**TASK**
Render the entries below as a two-column CSV with the header instruction,points. Give one row per entry, with its text and its answer each in a single quoted field, line breaks replaced by spaces, and the pictures left out.

**INFORMATION GIVEN**
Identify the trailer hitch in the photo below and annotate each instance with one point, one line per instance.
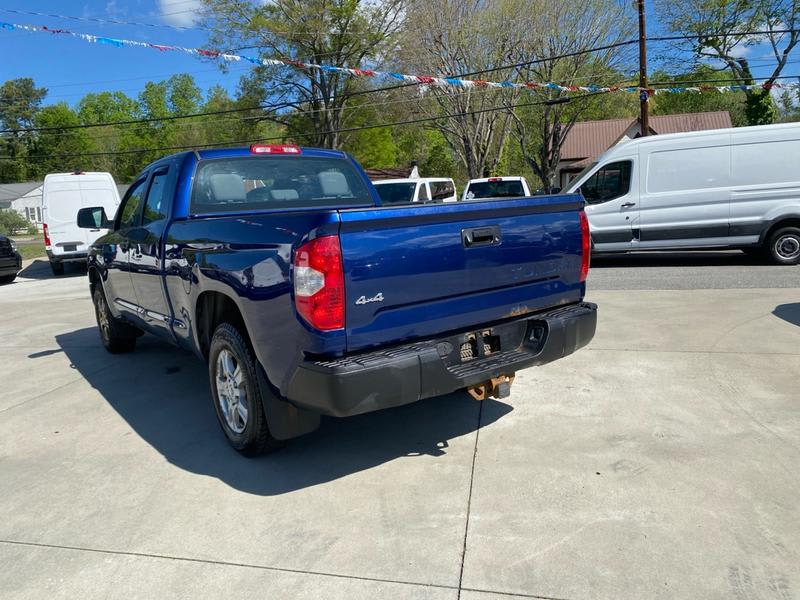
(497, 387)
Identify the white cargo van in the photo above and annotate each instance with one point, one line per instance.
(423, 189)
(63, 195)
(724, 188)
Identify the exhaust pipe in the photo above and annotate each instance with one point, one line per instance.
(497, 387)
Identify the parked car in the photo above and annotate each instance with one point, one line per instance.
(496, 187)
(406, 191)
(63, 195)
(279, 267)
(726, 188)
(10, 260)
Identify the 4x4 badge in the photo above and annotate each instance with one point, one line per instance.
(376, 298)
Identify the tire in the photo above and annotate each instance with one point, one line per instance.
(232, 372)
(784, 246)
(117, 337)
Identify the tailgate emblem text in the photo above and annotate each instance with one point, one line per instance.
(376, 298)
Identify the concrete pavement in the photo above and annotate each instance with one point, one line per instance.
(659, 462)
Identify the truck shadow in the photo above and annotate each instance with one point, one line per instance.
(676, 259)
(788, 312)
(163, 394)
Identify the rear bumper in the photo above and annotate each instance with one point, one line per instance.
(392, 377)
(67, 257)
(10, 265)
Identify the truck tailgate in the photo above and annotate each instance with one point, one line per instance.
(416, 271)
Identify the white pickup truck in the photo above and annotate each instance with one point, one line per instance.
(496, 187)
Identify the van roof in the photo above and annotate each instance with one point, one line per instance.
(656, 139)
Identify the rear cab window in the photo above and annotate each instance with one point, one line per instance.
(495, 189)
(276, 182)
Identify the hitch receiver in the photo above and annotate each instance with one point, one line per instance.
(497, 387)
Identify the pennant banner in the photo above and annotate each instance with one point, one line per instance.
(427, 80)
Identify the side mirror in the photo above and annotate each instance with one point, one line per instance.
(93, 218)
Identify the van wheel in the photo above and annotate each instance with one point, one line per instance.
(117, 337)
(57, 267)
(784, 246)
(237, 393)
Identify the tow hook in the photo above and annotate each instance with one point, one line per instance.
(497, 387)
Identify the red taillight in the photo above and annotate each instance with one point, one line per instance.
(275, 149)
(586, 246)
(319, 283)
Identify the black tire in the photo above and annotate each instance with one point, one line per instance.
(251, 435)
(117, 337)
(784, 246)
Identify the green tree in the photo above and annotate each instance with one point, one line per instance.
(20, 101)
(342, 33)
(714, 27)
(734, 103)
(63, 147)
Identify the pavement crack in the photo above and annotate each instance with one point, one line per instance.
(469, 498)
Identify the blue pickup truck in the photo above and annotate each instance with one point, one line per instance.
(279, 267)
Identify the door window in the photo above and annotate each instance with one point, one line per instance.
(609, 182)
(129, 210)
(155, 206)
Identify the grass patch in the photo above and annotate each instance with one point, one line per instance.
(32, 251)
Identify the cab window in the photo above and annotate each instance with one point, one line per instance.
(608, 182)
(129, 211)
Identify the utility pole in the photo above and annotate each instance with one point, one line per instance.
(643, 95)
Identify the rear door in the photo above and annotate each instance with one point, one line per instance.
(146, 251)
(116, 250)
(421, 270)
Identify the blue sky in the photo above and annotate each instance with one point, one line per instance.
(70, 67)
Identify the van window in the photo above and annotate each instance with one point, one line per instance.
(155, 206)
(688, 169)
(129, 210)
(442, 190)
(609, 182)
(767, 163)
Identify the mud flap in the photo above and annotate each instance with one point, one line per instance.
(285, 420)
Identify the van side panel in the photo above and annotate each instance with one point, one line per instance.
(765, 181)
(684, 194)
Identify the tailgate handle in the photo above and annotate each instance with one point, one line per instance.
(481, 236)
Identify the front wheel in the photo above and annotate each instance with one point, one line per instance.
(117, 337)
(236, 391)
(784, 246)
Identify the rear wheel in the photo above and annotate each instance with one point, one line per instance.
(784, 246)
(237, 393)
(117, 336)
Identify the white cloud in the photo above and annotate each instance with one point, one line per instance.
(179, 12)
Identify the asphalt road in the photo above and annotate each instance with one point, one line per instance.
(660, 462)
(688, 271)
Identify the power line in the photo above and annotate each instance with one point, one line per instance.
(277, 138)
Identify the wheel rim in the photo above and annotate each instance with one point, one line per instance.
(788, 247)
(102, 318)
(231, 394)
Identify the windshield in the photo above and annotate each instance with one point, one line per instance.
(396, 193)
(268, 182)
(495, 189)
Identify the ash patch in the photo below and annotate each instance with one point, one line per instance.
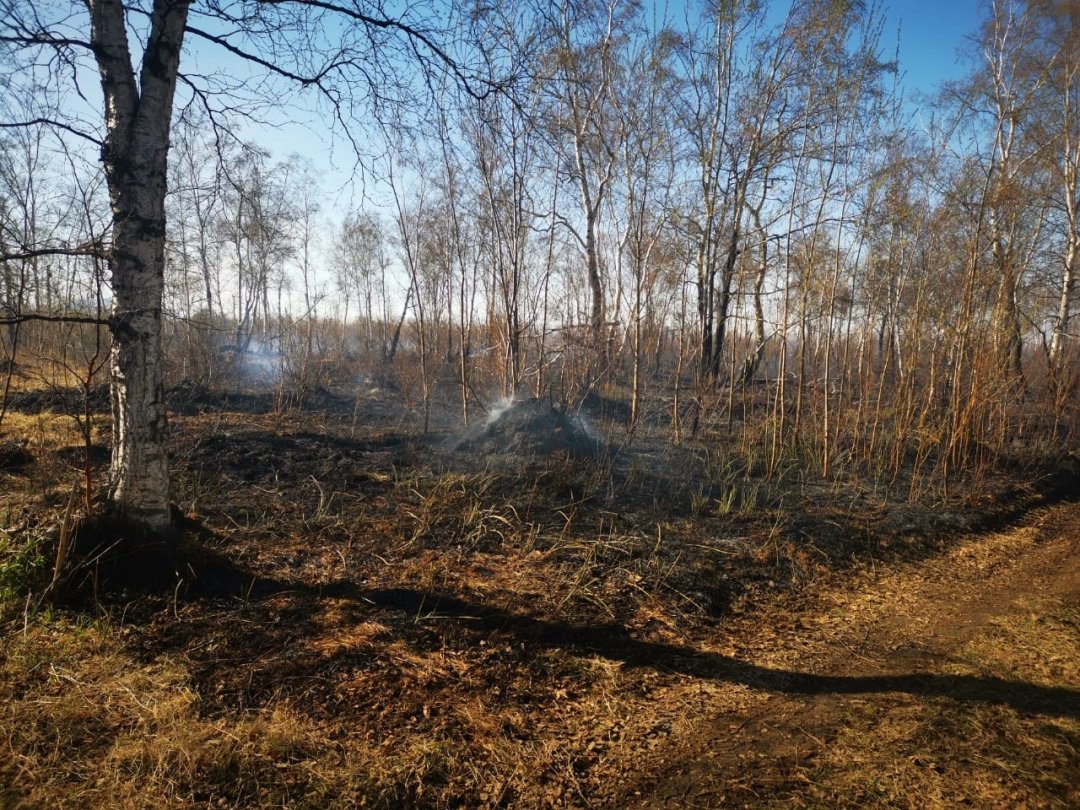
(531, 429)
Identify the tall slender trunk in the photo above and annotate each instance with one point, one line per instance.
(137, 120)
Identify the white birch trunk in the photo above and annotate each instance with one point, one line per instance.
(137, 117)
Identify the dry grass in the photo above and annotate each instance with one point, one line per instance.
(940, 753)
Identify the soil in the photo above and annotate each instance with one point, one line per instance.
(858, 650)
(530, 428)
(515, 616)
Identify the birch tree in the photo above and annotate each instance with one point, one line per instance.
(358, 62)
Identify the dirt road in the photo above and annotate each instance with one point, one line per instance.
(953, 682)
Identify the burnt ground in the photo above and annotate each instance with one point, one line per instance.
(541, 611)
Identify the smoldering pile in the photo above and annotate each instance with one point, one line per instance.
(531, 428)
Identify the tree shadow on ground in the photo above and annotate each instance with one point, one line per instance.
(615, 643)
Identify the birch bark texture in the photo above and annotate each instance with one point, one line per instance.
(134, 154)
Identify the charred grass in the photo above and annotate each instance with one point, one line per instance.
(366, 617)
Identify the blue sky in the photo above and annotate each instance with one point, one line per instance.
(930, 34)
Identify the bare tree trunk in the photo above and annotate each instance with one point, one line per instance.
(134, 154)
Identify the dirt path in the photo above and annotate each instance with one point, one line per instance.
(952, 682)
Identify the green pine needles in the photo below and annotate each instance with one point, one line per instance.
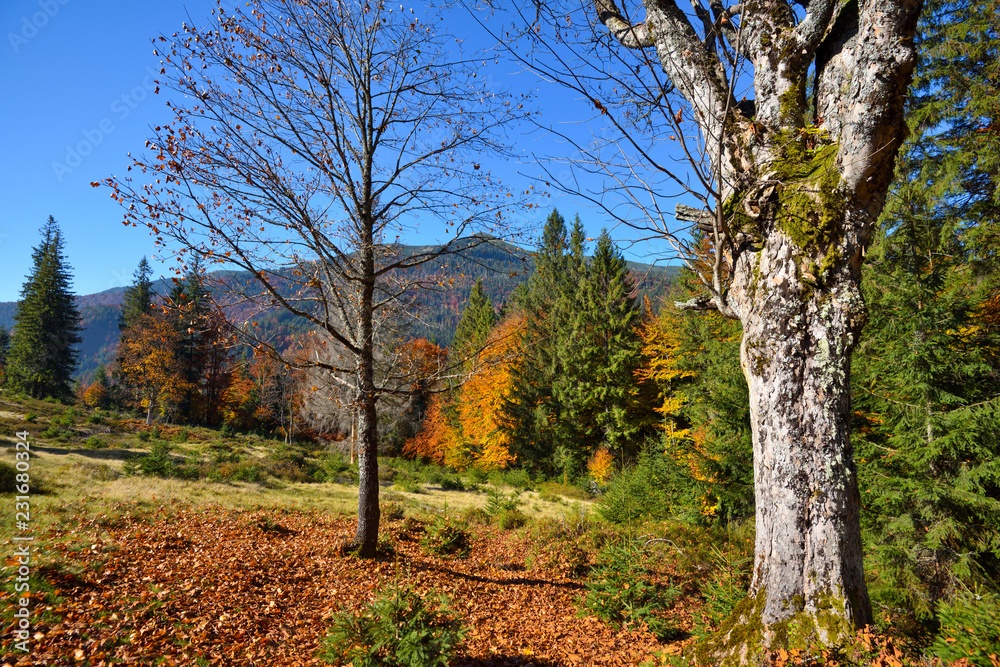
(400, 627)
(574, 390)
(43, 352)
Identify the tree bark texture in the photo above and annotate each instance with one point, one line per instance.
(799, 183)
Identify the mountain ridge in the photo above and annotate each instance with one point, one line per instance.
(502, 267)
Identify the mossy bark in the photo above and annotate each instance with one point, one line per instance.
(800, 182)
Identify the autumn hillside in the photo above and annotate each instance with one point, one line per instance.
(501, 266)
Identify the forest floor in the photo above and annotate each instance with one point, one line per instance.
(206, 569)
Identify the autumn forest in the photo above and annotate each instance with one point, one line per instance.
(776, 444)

**TASK SOLUTION**
instruction,points
"Identify the trailer hitch in the photo below and annotate each instance with one point, one line per instance.","(497, 387)"
"Identify the white cargo van in the photo above and annotate each instance with one point, one line per instance.","(423, 189) (63, 195) (724, 188)"
"Identify the exhaust pipe in the photo above and annotate each instance with one point, one line per instance.","(497, 387)"
"Identify the parked car in the photo above and annotate each instance with one point, one line per instance.","(496, 187) (406, 191) (63, 195) (279, 267) (726, 188) (10, 260)"
"Identify the 4x4 badge in the photo above and annotate each instance with one point, one line per instance.","(376, 298)"
"Identify the tire in the photo above and annotate each instance with one point, one line per instance.","(232, 372) (784, 246) (117, 337)"
"Identify the tailgate emblem text in the photo above and annotate each instance with one point, one line per instance.","(376, 298)"
"Identify the concrete pavement in the photo above and annotate each instance with one point, one line per instance.","(659, 462)"
"Identify the truck shadow in the photo above and annotate each instance with one point, one line per instance.","(676, 259) (788, 312) (163, 394)"
"Identify the rear bumper in the photo above and annotate each instance with one point, one line per instance.","(392, 377) (67, 257) (10, 265)"
"Identify the truck tailgate in the photo above and annotate each instance with one point, one line per instance.","(416, 271)"
"Identify the white pickup truck in the photo above and annotate each instance with one point, one line per instance.","(496, 187)"
"Identify the van roof in the photo above and annotate each instance with one point, one line per instance.","(656, 139)"
"Identify the rear cab window in the photo above and annotate each instance with one point, one line per instance.","(495, 189) (276, 182)"
"Identify the hitch receiver in the photo above and annotate each instance with one point, one line per instance.","(497, 387)"
"Identify the pennant banner in the photo above and annotate each instance with one point, one line per instance.","(427, 80)"
"Identify the side mirror in the photo above and annotate each instance with one point, one line per instance.","(93, 218)"
"Identify the van wheel in the photo above and annotate each instance with one point, one line per instance.","(117, 337) (57, 267) (784, 246) (237, 393)"
"Identify the tow hook in the photo above and annotate each instance with one point, one line per instance.","(497, 387)"
"Identify the red taillight in the photo above and annotate each instance with one point, one line per instance.","(275, 149) (586, 246) (319, 283)"
"Identify the black tire in the photo above and annotate each instance with one point, one line per instance.","(251, 435) (117, 337) (784, 246)"
"Identify the green tree in the photo above and annotate each instance with one point, one line per instance.","(20, 101) (342, 33) (714, 27) (734, 103) (63, 147)"
"Identify the pavement crack in the photo above and annotate each instance with one point, one line per instance.","(469, 498)"
"Identify the blue pickup truck in the photo above and annotate each instance with one point, one line per instance.","(279, 267)"
"Identify the door window in the photo above and annotate each instance with one point, one line per instance.","(609, 182) (129, 210) (155, 206)"
"Identify the grass patch in the photo above and annotate each instance with one point, one line per instance.","(32, 251)"
"Identify the cab window in the photo above and annotate each instance with one point, one line per instance.","(608, 182) (129, 211)"
"Identify the utility pole in the photo above and annotate each instance with one point, one line per instance.","(643, 95)"
"Identify the rear door in the photo above and annotate each instance with one point, one line per instance.","(146, 251) (116, 250) (421, 270)"
"Identify the blue sky in the photo above and annotate each instance with one point, one line per instance.","(70, 67)"
"Identify the van window in the photo above and annotate each instance with one point, one line per instance.","(155, 206) (688, 169) (129, 210) (442, 190) (609, 182) (767, 163)"
"Identify the mud flap in the photo above and annotate each instance with one point, one line per instance.","(285, 420)"
"Identify the van side panel in the photo above and annotate each instance with one point, one line per instance.","(765, 181) (684, 194)"
"Identify the tailgate handle in the photo above and annotate each instance with one point, one line per instance.","(481, 236)"
"Identify the front wheel in the photo above and annotate each instance with one point, one line per instance.","(117, 337) (236, 391) (784, 246)"
"Identify the rear wheel in the photo above and annotate each instance with one point, one line per instance.","(784, 246) (237, 393) (117, 336)"
"Identify the white cloud in the photo above and annotate each instance with one point, one line per instance.","(179, 12)"
"Identify the asphalt road in the photo above and annotate each instance with one point, one line per instance.","(660, 462) (688, 271)"
"Identify the power line in the photo above and annotate each instance with one point, one line per instance.","(277, 138)"
"Identify the wheel rim in the photo above and annotate each instance with one point, one line per instance.","(788, 247) (102, 318) (231, 394)"
"Identify the windshield in the photo above and annotate each instance with one point, one line per instance.","(396, 193) (268, 182) (495, 189)"
"Identify the ash patch in the photo below and annotate each instance with one point, one line per instance.","(531, 429)"
"Identify the tall slender trunk in the photo above and annotate each instance with one point, one line per instance.","(137, 120)"
"Identify the white birch trunk in the photo above and annotate each instance with one point, one line per instance.","(137, 117)"
"Identify the dry grass in the photo above and annotate each instance with one point, one line per instance.","(940, 753)"
"Identify the soil in the photo above and annotate each instance with one point, one line per instance.","(858, 650) (530, 428) (515, 616)"
"Identify the birch tree in the photo above and annotate each instance with one point, one line per instance.","(358, 62)"
"Identify the dirt road in the photo above and annotate each instance with one point, one line per instance.","(953, 682)"
"Identify the burnt ground in the photo above and annotate each instance with one point, one line per instance.","(541, 611)"
"Identify the smoldering pile in the photo above and annotate each instance with one point, one line per instance.","(531, 428)"
"Identify the tree shadow on ground in the photo above and annotate each instance with one point, one line per instance.","(615, 643)"
"Identify the birch bark texture in the photo above and annotate each instance with one point, one line per instance.","(134, 154)"
"Identify the charred grass in the photo above and annotate each instance with one point, one line per instance.","(366, 617)"
"Identify the blue sky in the photo above and annotate each instance with one point, one line per instance.","(930, 34)"
"Identify the bare tree trunk in the photo above and annotate each instance with one point, one line per instance.","(134, 154)"
"Identify the dirt path in the photo above and annotate each instance with one point, one line per instance.","(952, 682)"
"Identify the green pine needles in the photo below and annotate each instance with one point, one line per instance.","(400, 627) (574, 390) (43, 352)"
"Identify the tree bark texture in the photo above and annotate each instance with one point, one line per instance.","(799, 183)"
"Identify the mountain ridge in the photo above and annotate each instance with one point, one line per instance.","(502, 267)"
"Identify the mossy bark in the photo above and annotate each instance with one point, one line per instance.","(800, 182)"
"Identify the autumn hillside in the photo above and annotate each instance with one point, one line per instance.","(501, 266)"
"Identify the forest floor in the photo above and annotate each instance with one point, one line per instance.","(206, 569)"
"Identify the autumn forest in the photo above and annotate each instance with one point, one line per instance.","(776, 444)"